◆ **PROBLEM DESCRIPTION**:
Summarize the passage below on Russia and the ECtHR in two sentences.

──────── TEXT SHOWN

Already in 2015, the Russian Federation made amendments to the Federal Constitutional Law in aims of strengthening the supremacy of the Russian Constitution over international law. *48 On 4 July 2013, the ECtHR issued a decision on Anchugov and Gladkov v. Russia [49] , in response to a case in which the Russian Constitutional Court had been asked by a member of the State Duma to carry out control for purposes of determining the mutual compatibility of ECtHR rulings and the Russian Constitutional order. *50 In the Anchugov and Gladkov case, the ECtHR decided that the Russian Federation had violated Article 3 of Protocol 1 to the European Convention on Human Rights (ECHR) in that it denied convicted prisoners the right to vote. Said article was in direct conflict with Article 32 (3) of the Russian Constitution, *51 which deprives prisoners of the right to vote or to be elected to public office. The Russian Constitutional Court responded by issuing a decision on 19 April 2016, *52 which it proceeded to cite with regard to implementation of the ECtHR’s rulings in this case. This decision laid out the foundation for a new line of reasoning of the Russian Constitutional Court, which had been made possible by a 14 July 2015 decision of the same court, in which it held the possibility of not or only partially executing judgments of the ECHR if they were considered contrarty to the Russian Constitution. Some of the dissatisfaction with the reasoning of the ECtHR may well have been connected with the award granted by the ECtHR in the Yukos case. *53 In any case, with the April 2016 ruling, the Russian Constitutional Court set the direction for more ‘autonomous’ interpretation of Russian law with regard to international matters and pulled Russia away from the general European understanding of human rights as reflected in the ECHR. *54

With non-payment of the amount awarded by the ECtHR by the deadline given by the Court, 15 March 2015 *55 , along with other non-enforcement of judgements, *56 the Russian Federation leads in terms of ECtHR Judgment non-enforcement. This might be linked to a lack of political will on the part of the government. *57

2. Amendments to the Russian Constitution

During his annual speech addressed to the Federal Assembly on 15 January 2020, President Putin announced that he sees a need to amend the Russian Constitution. Hence, on 20 January 2020, he presented a draft law titled ‘On Improving Regulation of Certain Issues of the Organization of Public Authority’ *58 to the State Duma, which turned the draft into law three days later.

────────────────
──────── SUPPLIED RECORDS

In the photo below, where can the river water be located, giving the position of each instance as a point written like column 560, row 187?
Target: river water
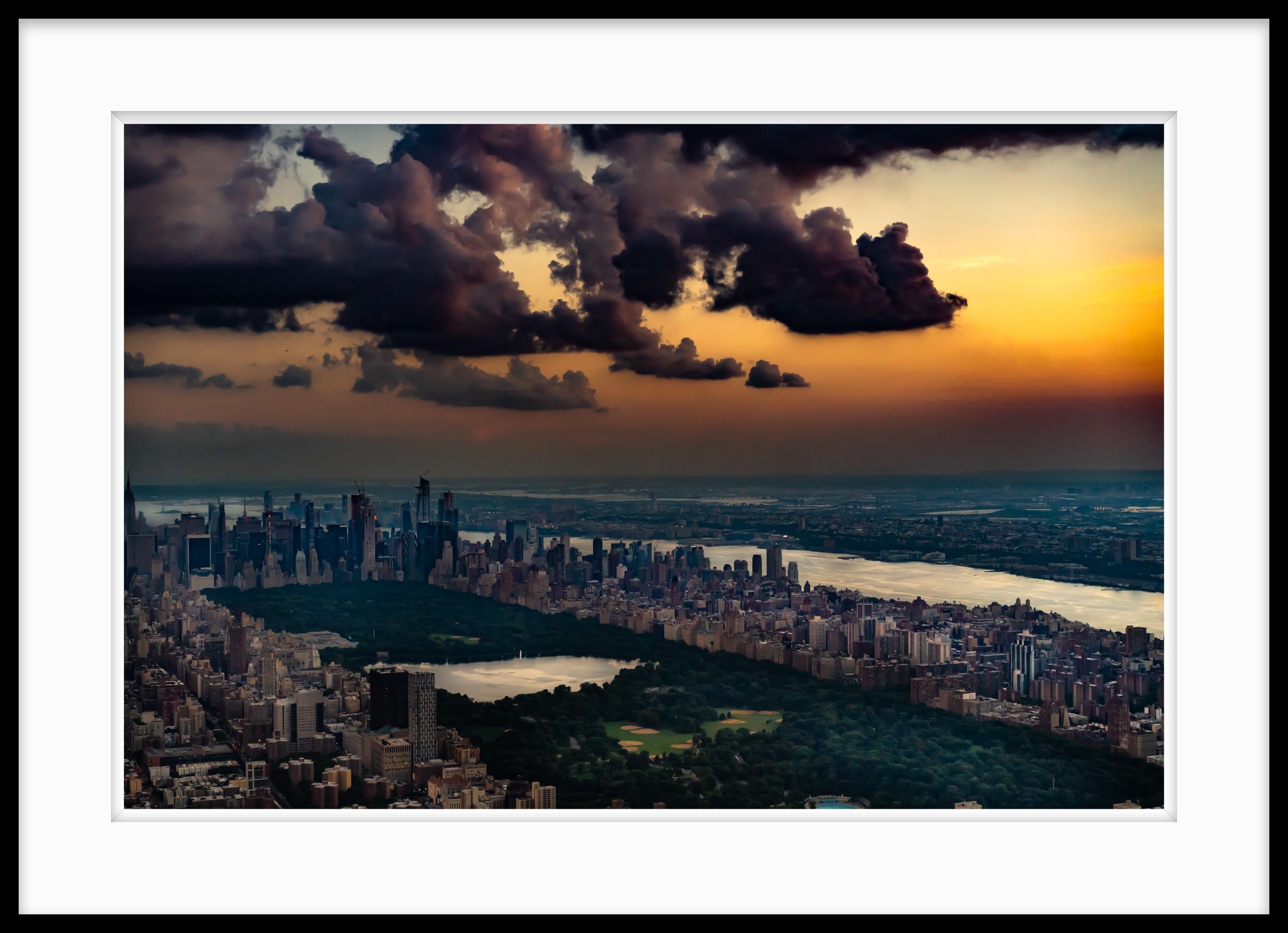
column 1099, row 606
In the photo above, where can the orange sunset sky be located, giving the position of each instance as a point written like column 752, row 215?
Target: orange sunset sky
column 1055, row 364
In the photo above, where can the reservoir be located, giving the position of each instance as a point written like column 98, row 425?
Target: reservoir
column 489, row 681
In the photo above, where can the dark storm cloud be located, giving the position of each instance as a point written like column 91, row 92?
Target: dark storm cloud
column 669, row 205
column 190, row 377
column 293, row 377
column 813, row 279
column 668, row 361
column 454, row 382
column 765, row 376
column 806, row 153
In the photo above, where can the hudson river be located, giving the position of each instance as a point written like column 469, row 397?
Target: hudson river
column 1099, row 606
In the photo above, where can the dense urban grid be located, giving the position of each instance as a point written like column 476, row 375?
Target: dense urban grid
column 300, row 707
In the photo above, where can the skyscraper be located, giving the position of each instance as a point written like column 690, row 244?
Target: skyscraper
column 1023, row 663
column 389, row 705
column 131, row 513
column 421, row 715
column 774, row 562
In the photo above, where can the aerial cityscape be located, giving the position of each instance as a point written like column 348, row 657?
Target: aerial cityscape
column 432, row 500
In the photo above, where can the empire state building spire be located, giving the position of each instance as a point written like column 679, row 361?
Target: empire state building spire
column 129, row 506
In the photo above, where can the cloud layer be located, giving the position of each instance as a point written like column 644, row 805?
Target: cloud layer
column 188, row 377
column 671, row 213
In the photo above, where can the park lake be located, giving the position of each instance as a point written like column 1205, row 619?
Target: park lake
column 489, row 681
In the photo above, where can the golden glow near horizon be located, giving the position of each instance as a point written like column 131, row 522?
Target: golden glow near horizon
column 1059, row 253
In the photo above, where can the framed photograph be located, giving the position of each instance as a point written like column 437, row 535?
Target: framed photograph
column 715, row 472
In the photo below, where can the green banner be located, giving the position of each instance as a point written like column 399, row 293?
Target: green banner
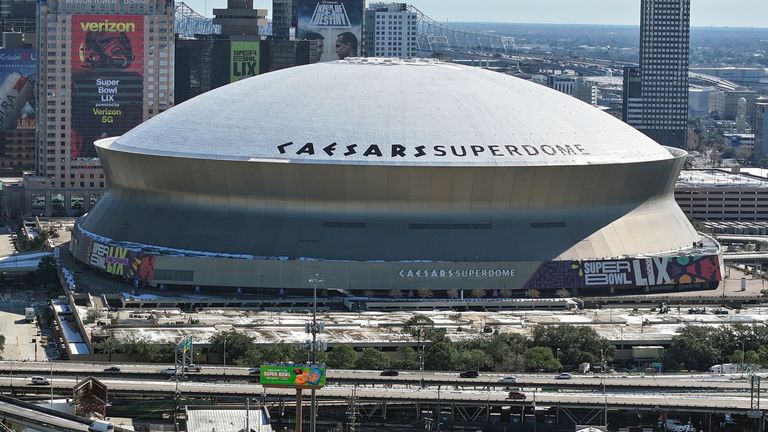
column 297, row 376
column 244, row 58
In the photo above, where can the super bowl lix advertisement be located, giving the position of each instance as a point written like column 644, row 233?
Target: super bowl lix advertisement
column 107, row 78
column 336, row 25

────────────────

◆ **THE RESULT**:
In Anchugov and Gladkov v. Russia, the ECtHR found that Russia violated Article 3 of Protocol 1 to the ECHR by denying convicted prisoners the right to vote, which conflicted with Article 32 (3) of the Russian Constitution. The Russian Constitutional Court answered with a 19 April 2016 decision that pulled Russia toward a more "autonomous" interpretation of its law and away from the European understanding of human rights; Russia now leads in ECtHR judgment non-enforcement, and in January 2020 President Putin presented a draft law amending the Constitution, which the State Duma turned into law three days later.